---------- Available data

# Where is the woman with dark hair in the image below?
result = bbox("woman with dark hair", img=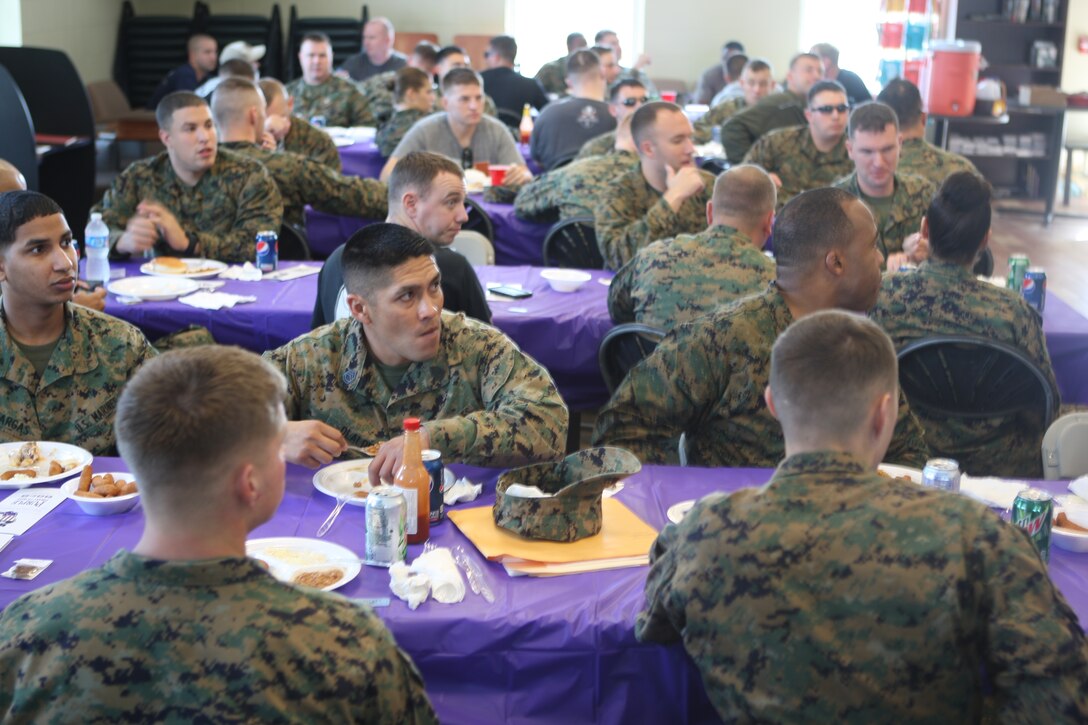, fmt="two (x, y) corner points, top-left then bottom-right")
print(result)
(869, 171), (1060, 478)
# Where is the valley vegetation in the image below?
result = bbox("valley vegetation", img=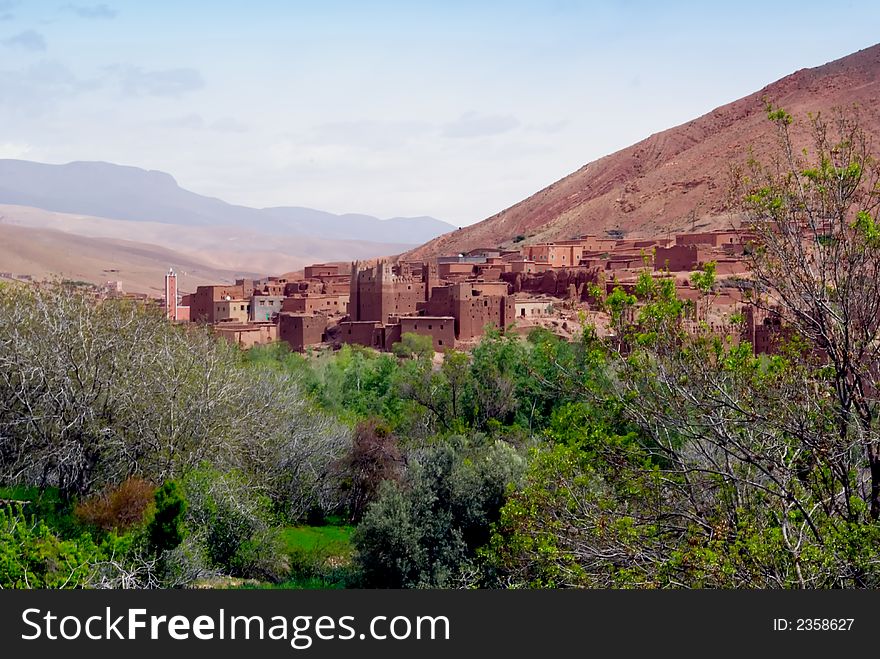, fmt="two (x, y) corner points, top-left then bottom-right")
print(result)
(0, 108), (880, 588)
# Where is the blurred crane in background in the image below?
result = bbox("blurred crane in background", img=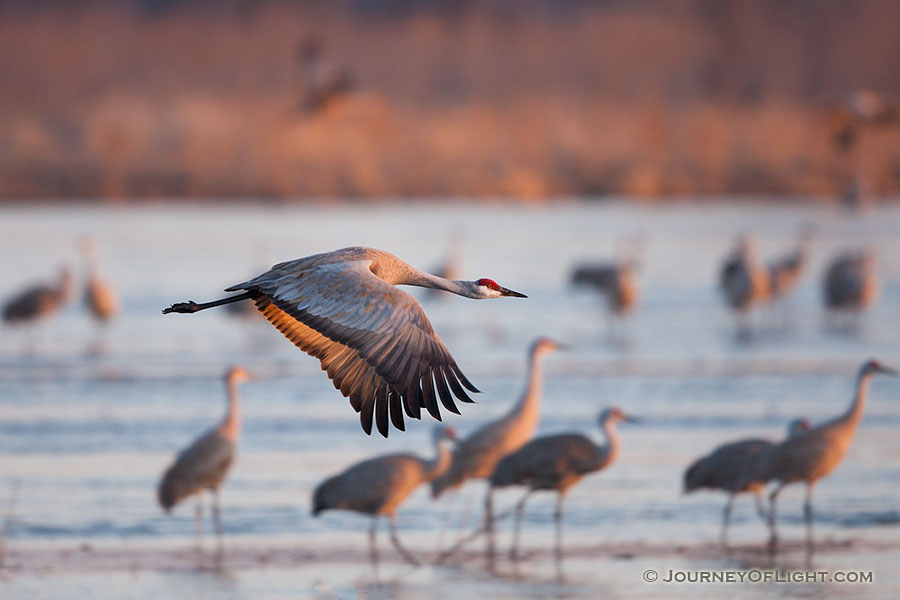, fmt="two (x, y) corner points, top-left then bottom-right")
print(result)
(744, 360), (897, 552)
(431, 337), (562, 498)
(157, 367), (256, 557)
(3, 265), (73, 351)
(81, 237), (119, 324)
(719, 235), (771, 339)
(822, 248), (878, 327)
(684, 419), (811, 547)
(485, 407), (638, 564)
(312, 426), (456, 566)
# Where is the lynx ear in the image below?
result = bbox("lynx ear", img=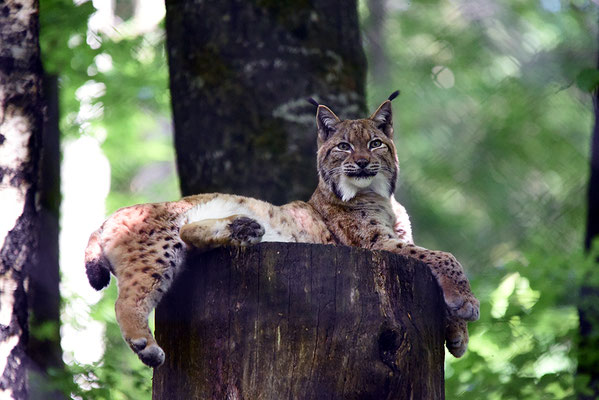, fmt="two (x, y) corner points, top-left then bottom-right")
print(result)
(316, 105), (340, 140)
(370, 100), (393, 138)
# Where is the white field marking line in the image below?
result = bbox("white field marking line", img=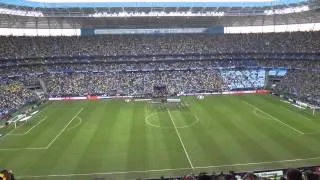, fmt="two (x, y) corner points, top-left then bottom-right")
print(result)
(195, 156), (320, 169)
(280, 100), (313, 121)
(0, 104), (52, 140)
(9, 116), (48, 136)
(16, 156), (320, 179)
(16, 168), (191, 179)
(0, 107), (84, 151)
(46, 107), (84, 149)
(145, 112), (199, 129)
(66, 117), (82, 132)
(242, 101), (304, 134)
(166, 107), (194, 169)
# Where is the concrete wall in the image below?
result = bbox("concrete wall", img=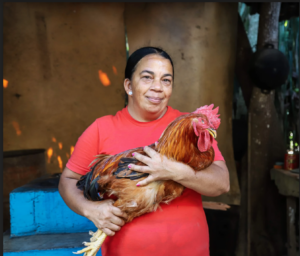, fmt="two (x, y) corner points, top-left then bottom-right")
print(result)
(3, 3), (126, 173)
(125, 3), (240, 204)
(3, 3), (239, 204)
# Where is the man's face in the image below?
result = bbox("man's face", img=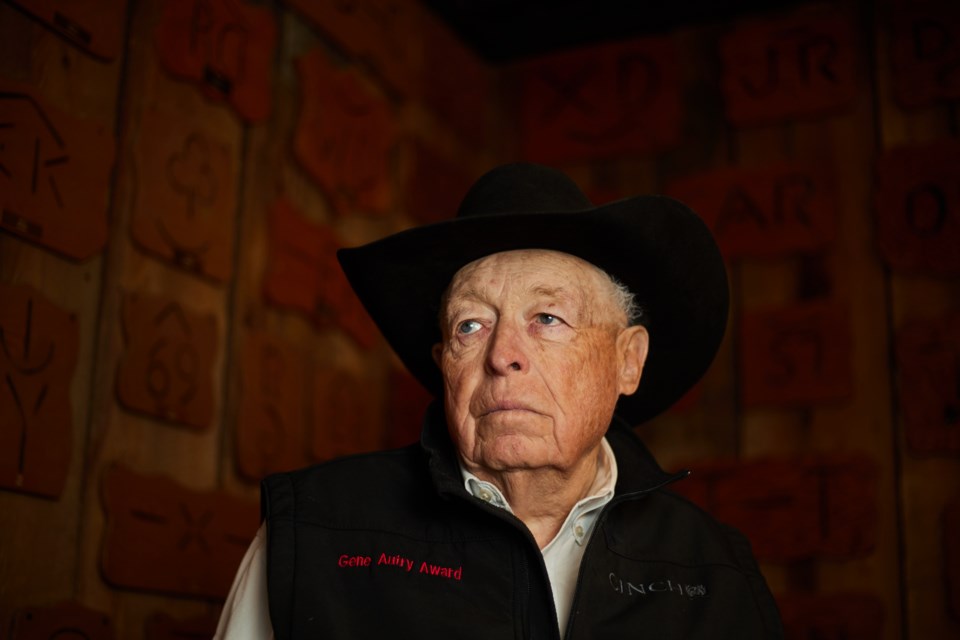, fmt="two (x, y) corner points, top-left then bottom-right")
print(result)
(434, 250), (647, 473)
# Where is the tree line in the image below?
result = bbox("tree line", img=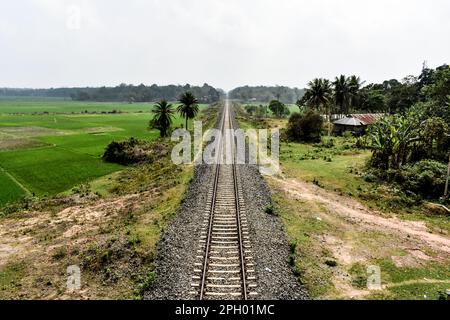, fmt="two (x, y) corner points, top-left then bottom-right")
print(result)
(229, 86), (304, 104)
(297, 64), (450, 115)
(0, 83), (224, 103)
(149, 91), (199, 138)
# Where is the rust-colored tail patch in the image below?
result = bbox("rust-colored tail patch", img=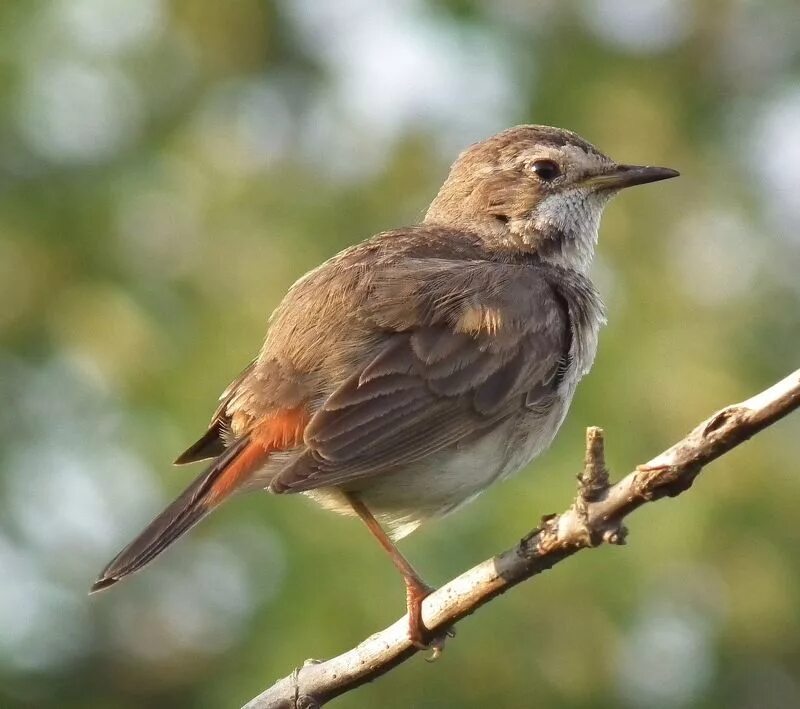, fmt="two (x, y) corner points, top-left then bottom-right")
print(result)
(91, 409), (308, 593)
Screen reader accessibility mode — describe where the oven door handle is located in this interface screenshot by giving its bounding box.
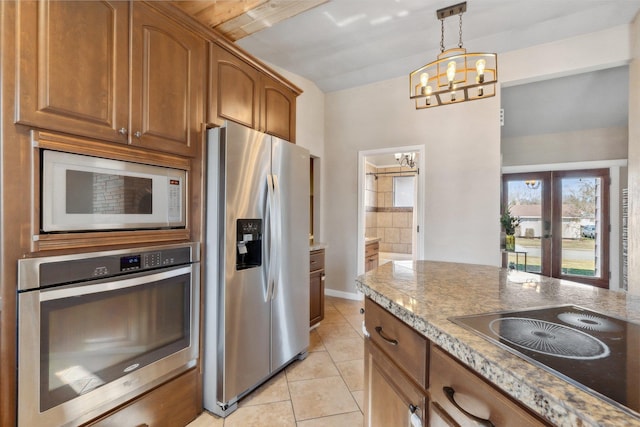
[40,264,193,302]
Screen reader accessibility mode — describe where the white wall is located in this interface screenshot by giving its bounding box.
[323,26,640,293]
[628,14,640,295]
[274,24,640,295]
[325,77,500,293]
[269,64,327,242]
[502,128,629,166]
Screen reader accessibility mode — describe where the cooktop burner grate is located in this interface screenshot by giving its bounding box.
[558,312,624,332]
[450,305,640,422]
[489,317,610,360]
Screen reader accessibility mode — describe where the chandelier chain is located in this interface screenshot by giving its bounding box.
[458,12,462,48]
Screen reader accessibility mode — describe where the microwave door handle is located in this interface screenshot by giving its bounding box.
[40,265,193,302]
[264,174,276,302]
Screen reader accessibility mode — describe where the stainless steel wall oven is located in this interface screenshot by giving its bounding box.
[18,243,200,426]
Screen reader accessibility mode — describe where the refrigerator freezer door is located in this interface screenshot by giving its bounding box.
[205,123,271,410]
[271,138,309,370]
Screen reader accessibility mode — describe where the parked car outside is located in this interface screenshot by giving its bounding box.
[582,225,596,239]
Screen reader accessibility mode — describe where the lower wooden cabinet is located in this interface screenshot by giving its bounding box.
[364,339,427,427]
[429,344,546,427]
[309,249,325,326]
[364,298,550,427]
[85,369,202,427]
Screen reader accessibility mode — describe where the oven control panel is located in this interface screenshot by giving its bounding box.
[25,243,199,290]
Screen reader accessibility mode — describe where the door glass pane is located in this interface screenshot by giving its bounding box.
[561,177,603,277]
[507,180,549,273]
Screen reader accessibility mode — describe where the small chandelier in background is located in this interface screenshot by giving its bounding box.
[524,179,540,190]
[409,2,498,109]
[395,153,416,169]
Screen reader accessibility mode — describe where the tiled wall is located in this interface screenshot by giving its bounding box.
[364,164,413,254]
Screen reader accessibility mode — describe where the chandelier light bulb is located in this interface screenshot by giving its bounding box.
[447,61,456,89]
[420,73,429,86]
[476,59,487,83]
[420,73,431,95]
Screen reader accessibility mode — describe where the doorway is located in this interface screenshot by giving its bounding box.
[357,146,424,274]
[502,169,610,288]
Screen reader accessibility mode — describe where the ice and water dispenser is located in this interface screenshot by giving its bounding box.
[236,219,262,270]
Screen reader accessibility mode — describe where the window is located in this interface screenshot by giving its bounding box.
[393,176,414,208]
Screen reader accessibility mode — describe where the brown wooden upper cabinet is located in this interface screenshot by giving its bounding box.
[16,1,207,156]
[208,43,299,142]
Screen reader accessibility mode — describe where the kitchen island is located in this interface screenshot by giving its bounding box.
[356,261,640,426]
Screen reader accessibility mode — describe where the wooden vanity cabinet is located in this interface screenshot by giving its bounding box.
[364,242,380,273]
[16,0,207,156]
[208,43,298,142]
[309,249,325,327]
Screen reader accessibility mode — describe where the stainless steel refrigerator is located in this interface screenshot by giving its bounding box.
[203,122,309,417]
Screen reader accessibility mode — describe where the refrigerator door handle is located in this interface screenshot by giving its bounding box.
[264,174,275,302]
[265,174,280,302]
[271,175,282,300]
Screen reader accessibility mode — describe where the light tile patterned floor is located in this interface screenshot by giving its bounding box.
[187,297,364,427]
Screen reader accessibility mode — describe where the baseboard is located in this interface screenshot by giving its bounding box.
[324,288,364,301]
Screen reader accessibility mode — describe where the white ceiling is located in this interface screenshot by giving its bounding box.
[236,0,640,92]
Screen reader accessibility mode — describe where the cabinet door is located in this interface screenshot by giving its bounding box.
[208,43,260,129]
[429,345,547,427]
[16,1,129,143]
[129,2,206,156]
[260,75,296,142]
[309,270,324,326]
[364,339,427,427]
[86,369,202,427]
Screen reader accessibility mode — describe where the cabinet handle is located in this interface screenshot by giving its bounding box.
[409,403,422,427]
[376,326,398,345]
[442,386,495,427]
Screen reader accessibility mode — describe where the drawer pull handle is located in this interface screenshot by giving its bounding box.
[376,326,398,345]
[442,386,495,427]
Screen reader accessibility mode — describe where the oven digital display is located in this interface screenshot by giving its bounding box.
[120,255,140,271]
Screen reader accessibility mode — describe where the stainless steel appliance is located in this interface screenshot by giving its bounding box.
[18,243,200,427]
[204,123,309,416]
[41,150,187,232]
[450,305,640,417]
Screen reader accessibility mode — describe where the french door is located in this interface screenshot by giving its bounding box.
[502,169,609,288]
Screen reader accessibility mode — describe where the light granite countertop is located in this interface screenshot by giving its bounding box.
[356,261,640,426]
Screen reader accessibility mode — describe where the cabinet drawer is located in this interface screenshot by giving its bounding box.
[309,249,324,271]
[364,298,429,388]
[364,242,380,257]
[429,345,547,426]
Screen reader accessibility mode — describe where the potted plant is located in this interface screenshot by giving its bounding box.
[500,206,520,251]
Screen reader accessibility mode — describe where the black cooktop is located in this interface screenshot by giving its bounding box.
[449,305,640,416]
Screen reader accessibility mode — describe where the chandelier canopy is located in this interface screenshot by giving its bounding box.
[409,2,498,109]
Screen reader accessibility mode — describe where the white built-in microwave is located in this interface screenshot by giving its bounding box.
[41,150,187,233]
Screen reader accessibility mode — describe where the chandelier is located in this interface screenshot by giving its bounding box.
[524,179,540,190]
[395,153,416,169]
[409,2,498,109]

--------------------

**Work to complete:**
Arrange the lines of the data above as a JSON list of strings, one string per line with blank lines omitted, starting with the line containing "the light granite" and continuing through the line containing "[429,345,547,426]".

**Complete response:**
[
  "Screen reader accessibility mode — describe where the light granite countertop is located in this interface screenshot by giving its bounding box.",
  "[356,261,640,426]",
  "Screen reader accessibility mode — describe where the cabinet drawer is located in this interface screenshot by giving its bounding box.",
  "[309,249,324,271]",
  "[364,298,429,388]",
  "[364,242,380,257]",
  "[429,345,547,426]"
]